• Text passage:
══════

Institute Leadership
Director, Executive Committee, and list of Research Associates.Waterloo Institute for Hellenistic Studies (WIHS)
University of Waterloo
200 University Avenue West
Waterloo, Ontario Canada
N2L 3G1
Dr. Altay Coşkun
Director, Waterloo Institute for Hellenistic Studies
Professor of Classical Studies, University of Waterloo
Dr. Altay Coşkun is an internationally recognized historian of the ancient Mediterranean, specializing in Hellenistic kingdoms, Roman imperialism, and intercultural relations. His research examines political constitutions, diplomacy, citizenship, and the status of migrants and subjects across empires, with particular focus on the Seleucid Empire, the Maccabees, the Galatians, and the Black Sea world.
As Director of the Waterloo Institute for Hellenistic Studies, Dr. Coşkun leads a global network of scholars engaged in collaborative and interdisciplinary research. Since 2011, he has directed the Seleucid Study Group, organizing international workshops and conferences across Europe and North America. His work emphasizes comparative perspectives, long-term historical processes, and the dynamics of cultural exchange across imperial systems.
Dr. Coşkun’s scholarship is deeply embedded in international cooperation and has resulted in major collaborative initiatives, including research on Roman diplomacy, the Bosporan Kingdom, and the history of ancient Judaea. He is also actively involved in academic publishing, editorial work, and peer review for international funding agencies and presses.
Research areas: Hellenistic kingdoms (Seleucids, Attalids, Mithradatids); Roman imperialism and diplomacy; citizenship and migration; ancient historiography; Black Sea studies
Email: acoskun@uwaterloo.ca
Office: ML 228, University of Waterloo
Website: www.altaycoskun.com
Dr. Eva Anagnostou-Laoutides
Executive Committee, Waterloo Institute for Hellenistic Studies
Associate Professor, School of Humanities, Macquarie University
Dr. Eva Anagnostou-Laoutides is an internationally active scholar of the ancient Mediterranean whose research focuses on political authority, dynastic legitimacy, and ruler representation from the Hellenistic period through Late Antiquity. Her work explores how power, gender, and ideology were articulated in literary, philosophical, and visual sources across Greek, Roman, and early Christian contexts.

══════

• Required tasks:
1. According to the institute leadership page, since what year has Dr. Altay Coşkun directed the Seleucid Study Group?
2. Write the next few sentences of the institute leadership page, picking up after its final sentence.

══════

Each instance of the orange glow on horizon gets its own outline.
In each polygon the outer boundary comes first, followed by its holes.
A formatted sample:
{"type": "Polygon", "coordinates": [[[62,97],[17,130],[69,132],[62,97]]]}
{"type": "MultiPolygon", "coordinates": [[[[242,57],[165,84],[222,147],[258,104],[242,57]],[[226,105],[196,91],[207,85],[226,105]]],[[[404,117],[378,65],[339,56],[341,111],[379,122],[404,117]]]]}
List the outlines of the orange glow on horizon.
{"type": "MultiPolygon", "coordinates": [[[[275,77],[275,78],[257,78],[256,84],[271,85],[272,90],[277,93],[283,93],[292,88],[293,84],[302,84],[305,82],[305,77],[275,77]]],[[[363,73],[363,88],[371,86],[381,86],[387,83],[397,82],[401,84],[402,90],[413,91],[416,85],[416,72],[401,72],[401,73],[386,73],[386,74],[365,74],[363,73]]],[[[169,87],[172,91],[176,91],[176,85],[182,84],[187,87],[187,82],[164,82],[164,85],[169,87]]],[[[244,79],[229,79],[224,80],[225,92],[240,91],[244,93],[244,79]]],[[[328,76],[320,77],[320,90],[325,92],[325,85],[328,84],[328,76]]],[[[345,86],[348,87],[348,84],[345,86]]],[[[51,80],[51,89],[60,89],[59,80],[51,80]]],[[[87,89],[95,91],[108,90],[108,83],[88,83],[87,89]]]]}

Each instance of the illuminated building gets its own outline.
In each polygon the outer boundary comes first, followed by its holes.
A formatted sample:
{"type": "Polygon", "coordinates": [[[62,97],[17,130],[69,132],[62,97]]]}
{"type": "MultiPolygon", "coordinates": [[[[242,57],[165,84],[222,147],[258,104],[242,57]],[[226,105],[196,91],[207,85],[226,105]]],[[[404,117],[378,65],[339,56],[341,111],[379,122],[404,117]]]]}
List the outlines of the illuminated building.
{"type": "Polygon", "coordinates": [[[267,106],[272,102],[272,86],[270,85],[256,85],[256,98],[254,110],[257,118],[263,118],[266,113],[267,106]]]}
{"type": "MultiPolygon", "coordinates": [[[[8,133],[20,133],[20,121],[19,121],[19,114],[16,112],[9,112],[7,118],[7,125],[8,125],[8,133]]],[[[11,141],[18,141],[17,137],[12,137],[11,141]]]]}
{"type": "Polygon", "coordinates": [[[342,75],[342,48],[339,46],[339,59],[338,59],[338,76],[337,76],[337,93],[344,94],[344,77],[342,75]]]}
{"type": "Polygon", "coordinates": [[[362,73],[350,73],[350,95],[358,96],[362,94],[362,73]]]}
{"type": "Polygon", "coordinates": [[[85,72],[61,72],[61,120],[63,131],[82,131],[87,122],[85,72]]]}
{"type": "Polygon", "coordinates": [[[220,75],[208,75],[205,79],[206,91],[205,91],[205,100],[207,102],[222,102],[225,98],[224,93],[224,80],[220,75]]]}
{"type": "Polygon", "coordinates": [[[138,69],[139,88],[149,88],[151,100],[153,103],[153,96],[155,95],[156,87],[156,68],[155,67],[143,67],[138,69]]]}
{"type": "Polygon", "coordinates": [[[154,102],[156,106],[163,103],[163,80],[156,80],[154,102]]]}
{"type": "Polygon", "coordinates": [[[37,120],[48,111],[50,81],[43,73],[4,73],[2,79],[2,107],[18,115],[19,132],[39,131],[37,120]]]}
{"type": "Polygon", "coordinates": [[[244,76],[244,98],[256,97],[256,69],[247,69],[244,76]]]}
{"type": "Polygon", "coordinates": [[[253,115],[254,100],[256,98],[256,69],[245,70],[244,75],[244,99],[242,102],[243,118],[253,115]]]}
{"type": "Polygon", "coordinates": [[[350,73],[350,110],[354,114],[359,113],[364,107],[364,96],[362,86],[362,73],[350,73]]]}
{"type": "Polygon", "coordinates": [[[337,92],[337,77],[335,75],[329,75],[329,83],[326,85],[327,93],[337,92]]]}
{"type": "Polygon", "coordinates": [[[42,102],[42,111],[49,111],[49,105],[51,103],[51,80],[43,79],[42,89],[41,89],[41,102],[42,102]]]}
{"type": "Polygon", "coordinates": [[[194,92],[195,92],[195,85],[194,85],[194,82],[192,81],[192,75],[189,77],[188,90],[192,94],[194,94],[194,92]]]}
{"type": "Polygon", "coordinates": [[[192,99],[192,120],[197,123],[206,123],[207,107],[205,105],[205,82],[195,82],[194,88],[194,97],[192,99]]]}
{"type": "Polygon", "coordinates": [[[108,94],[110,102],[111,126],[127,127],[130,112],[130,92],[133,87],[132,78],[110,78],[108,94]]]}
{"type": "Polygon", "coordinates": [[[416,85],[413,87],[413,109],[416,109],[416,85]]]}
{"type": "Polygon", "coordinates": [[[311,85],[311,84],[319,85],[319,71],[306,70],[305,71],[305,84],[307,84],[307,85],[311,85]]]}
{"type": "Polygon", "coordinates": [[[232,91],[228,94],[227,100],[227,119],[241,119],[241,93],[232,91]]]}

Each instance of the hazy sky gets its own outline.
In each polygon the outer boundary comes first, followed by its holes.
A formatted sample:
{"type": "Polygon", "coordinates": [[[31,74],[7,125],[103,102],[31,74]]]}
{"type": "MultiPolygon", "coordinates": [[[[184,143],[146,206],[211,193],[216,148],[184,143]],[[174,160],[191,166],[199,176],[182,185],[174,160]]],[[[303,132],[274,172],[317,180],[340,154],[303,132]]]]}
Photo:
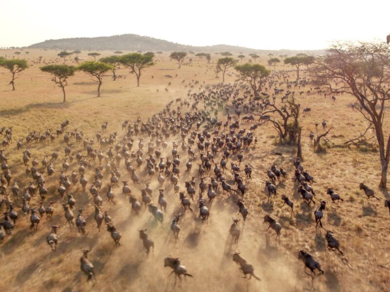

══════

• Exercise responses:
1. Since 2011.

2.
Her research places particular emphasis on kingship, imperial discourse, and the cultural mechanisms through which authority was negotiated, contested, and remembered. She has led and contributed to major international research projects on Seleukid and Ptolemaic royal imagery, leadership crises in the Eastern Roman Empire, and gender and embodiment in ancient philosophy and early Christianity.
Dr. Anagnostou-Laoutides’ scholarship is deeply interdisciplinary and collaborative. She has published extensively in peer-reviewed journals and edited volumes and is the author of the forthcoming monograph From Vergil to the Bible: Leadership and Literature under Constantine (Liverpool University Press). Through her research and international partnerships, she contributes to broader conversations on political culture, representation, and cultural continuity across the ancient Mediterranean.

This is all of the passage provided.